▸ Task brief: Reproduction without pictures: print every entry precisely as written.

++++ Data ++++

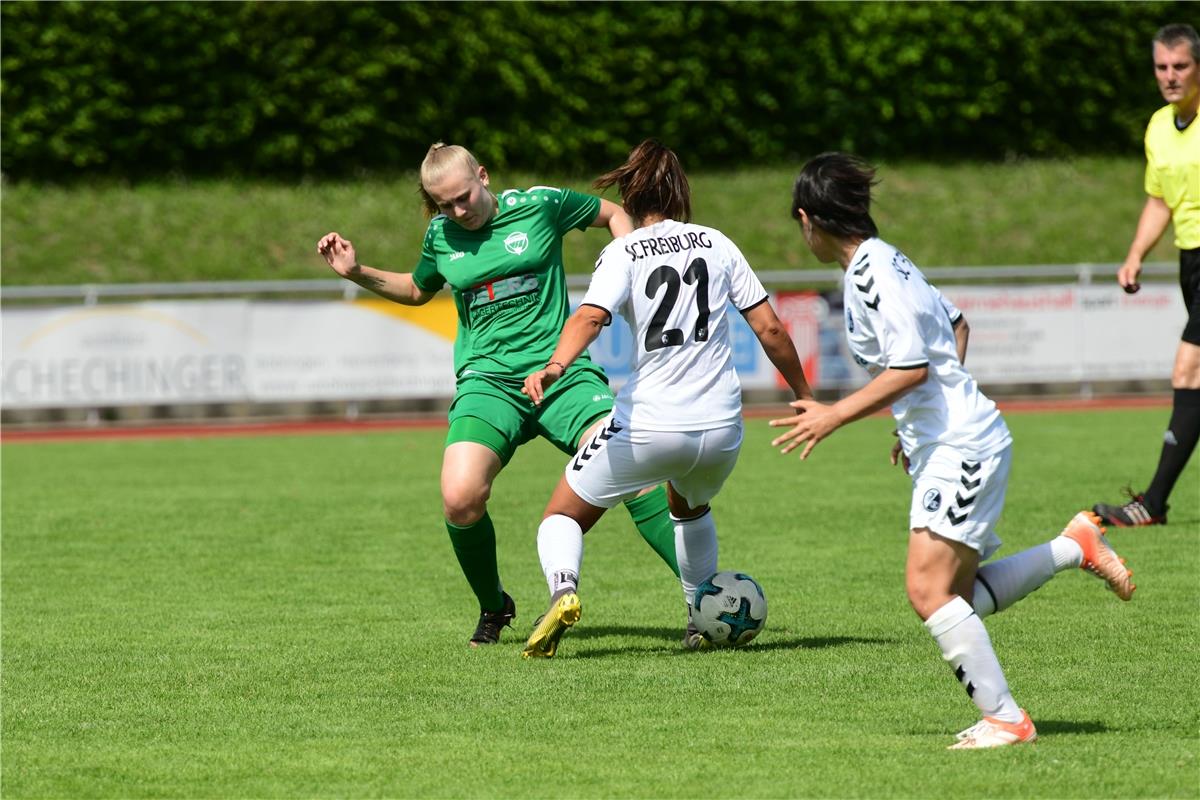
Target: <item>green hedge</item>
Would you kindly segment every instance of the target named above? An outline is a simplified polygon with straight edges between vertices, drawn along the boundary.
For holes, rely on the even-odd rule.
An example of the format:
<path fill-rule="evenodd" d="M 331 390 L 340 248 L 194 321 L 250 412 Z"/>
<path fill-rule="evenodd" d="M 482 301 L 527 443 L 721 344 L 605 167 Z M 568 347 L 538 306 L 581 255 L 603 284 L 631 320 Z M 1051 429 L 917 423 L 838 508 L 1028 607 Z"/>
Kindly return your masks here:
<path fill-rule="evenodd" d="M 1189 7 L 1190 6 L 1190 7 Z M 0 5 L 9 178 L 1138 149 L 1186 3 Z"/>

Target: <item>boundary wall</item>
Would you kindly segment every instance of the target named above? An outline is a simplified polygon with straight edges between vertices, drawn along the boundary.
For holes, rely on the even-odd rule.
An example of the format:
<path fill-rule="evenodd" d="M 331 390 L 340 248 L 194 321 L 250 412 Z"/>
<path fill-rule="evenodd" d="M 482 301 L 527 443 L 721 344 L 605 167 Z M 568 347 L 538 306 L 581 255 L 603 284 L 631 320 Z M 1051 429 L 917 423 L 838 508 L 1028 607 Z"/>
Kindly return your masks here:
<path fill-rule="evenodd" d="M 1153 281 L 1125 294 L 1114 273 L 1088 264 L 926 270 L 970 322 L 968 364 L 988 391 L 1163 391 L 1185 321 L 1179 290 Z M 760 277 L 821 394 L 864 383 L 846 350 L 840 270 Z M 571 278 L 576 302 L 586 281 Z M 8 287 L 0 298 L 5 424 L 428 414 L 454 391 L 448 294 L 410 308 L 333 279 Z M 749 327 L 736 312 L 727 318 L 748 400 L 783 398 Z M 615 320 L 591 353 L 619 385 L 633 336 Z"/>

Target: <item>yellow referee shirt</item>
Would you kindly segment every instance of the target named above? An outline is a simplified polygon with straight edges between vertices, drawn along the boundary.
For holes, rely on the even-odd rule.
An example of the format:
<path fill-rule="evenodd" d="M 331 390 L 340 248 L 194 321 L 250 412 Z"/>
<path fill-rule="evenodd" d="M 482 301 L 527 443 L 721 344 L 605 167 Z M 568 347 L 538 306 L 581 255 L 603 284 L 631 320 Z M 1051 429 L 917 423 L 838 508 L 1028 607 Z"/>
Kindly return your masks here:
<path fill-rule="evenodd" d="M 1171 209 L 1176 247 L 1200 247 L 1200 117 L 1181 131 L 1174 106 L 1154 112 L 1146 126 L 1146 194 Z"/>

++++

▸ Answer to this exercise:
Target: <item>green hedge</item>
Would you kindly segment every instance of the target named above? An outline is a simplified polygon with straight edges between vertices, drawn along the boundary.
For holes, rely on the even-odd rule.
An example of the format:
<path fill-rule="evenodd" d="M 331 390 L 340 248 L 194 321 L 250 412 Z"/>
<path fill-rule="evenodd" d="M 482 301 L 527 443 L 721 344 L 605 167 Z M 568 347 L 538 306 L 581 255 L 603 284 L 631 320 Z M 1051 429 L 917 423 L 838 508 L 1028 607 Z"/>
Kindly return your masks here:
<path fill-rule="evenodd" d="M 1189 7 L 1190 6 L 1190 7 Z M 0 5 L 9 178 L 1138 149 L 1186 3 Z"/>

Target: <item>boundary wall</item>
Would you kindly segment every instance of the target named above? An outline is a simplified polygon with straight edges between vertices, drawn along the boundary.
For holes, rely on the even-odd rule.
An example of the format:
<path fill-rule="evenodd" d="M 331 390 L 340 248 L 194 321 L 250 412 Z"/>
<path fill-rule="evenodd" d="M 482 301 L 527 443 L 721 344 L 605 167 Z M 568 347 L 538 306 L 581 255 L 603 284 L 631 320 Z M 1051 429 L 917 423 L 838 508 L 1028 607 Z"/>
Kindly return your masks here:
<path fill-rule="evenodd" d="M 1153 281 L 1125 294 L 1114 273 L 1088 264 L 926 270 L 970 322 L 968 364 L 988 391 L 1163 391 L 1185 321 L 1179 290 Z M 760 277 L 821 394 L 864 383 L 846 350 L 840 270 Z M 571 278 L 576 302 L 586 281 Z M 8 287 L 0 298 L 5 424 L 428 414 L 454 391 L 448 294 L 410 308 L 333 279 Z M 749 327 L 736 312 L 727 318 L 748 400 L 783 398 Z M 615 320 L 591 353 L 619 385 L 633 336 Z"/>

Target: <item>yellow referee shirt</item>
Would you kindly segment every instance of the target named above? An outline is a simplified polygon with straight edges between vertices, drawn along the boundary.
For holes, rely on the even-odd rule.
An example of the format:
<path fill-rule="evenodd" d="M 331 390 L 340 248 L 194 321 L 250 412 Z"/>
<path fill-rule="evenodd" d="M 482 301 L 527 443 L 721 344 L 605 167 Z M 568 347 L 538 306 L 581 255 L 603 284 L 631 320 Z M 1051 429 L 917 423 L 838 508 L 1028 607 Z"/>
Kindly return your masks here:
<path fill-rule="evenodd" d="M 1171 209 L 1176 247 L 1200 247 L 1200 117 L 1181 131 L 1174 106 L 1154 112 L 1146 126 L 1146 194 Z"/>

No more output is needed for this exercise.